SHORT PROBLEM: From the listing below, pick out every line that contains the word "roof", matching its capitalization exactly.

DATA TO USE:
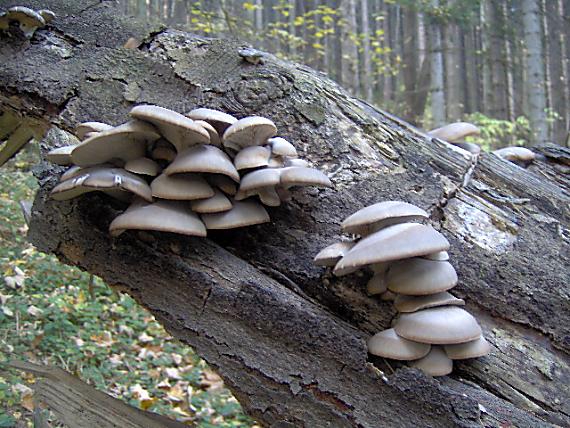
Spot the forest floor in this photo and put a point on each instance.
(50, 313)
--
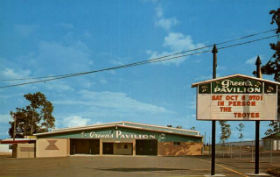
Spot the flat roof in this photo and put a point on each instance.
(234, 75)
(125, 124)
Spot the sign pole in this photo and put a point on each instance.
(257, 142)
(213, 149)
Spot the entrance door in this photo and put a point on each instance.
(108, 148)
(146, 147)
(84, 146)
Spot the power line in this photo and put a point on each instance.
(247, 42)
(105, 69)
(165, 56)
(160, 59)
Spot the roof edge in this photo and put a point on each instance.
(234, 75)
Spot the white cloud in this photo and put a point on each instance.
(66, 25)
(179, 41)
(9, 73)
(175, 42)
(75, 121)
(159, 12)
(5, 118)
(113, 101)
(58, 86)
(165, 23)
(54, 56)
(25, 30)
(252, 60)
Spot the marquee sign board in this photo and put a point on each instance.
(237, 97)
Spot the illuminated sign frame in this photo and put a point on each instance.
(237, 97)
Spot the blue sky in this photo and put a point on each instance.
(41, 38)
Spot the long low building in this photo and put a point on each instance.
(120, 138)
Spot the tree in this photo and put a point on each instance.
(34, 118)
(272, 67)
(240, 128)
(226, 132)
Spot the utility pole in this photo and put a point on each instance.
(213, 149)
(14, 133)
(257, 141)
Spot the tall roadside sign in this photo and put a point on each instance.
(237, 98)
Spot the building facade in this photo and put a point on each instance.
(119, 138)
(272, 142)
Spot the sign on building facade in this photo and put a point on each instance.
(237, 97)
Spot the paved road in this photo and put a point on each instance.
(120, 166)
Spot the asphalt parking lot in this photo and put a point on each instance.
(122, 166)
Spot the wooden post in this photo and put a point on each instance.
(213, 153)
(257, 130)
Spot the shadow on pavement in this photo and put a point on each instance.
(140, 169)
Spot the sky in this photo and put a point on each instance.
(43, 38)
...
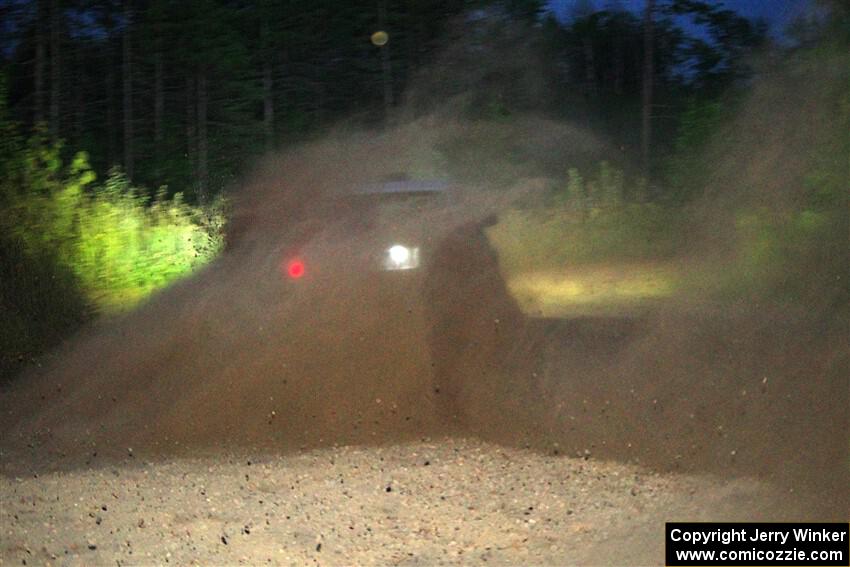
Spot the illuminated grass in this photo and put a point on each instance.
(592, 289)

COMPLETE OUTPUT:
Spot the flat roof in this photo and put a point on each instance.
Spot the roof edge in this photo and put a point on each instance.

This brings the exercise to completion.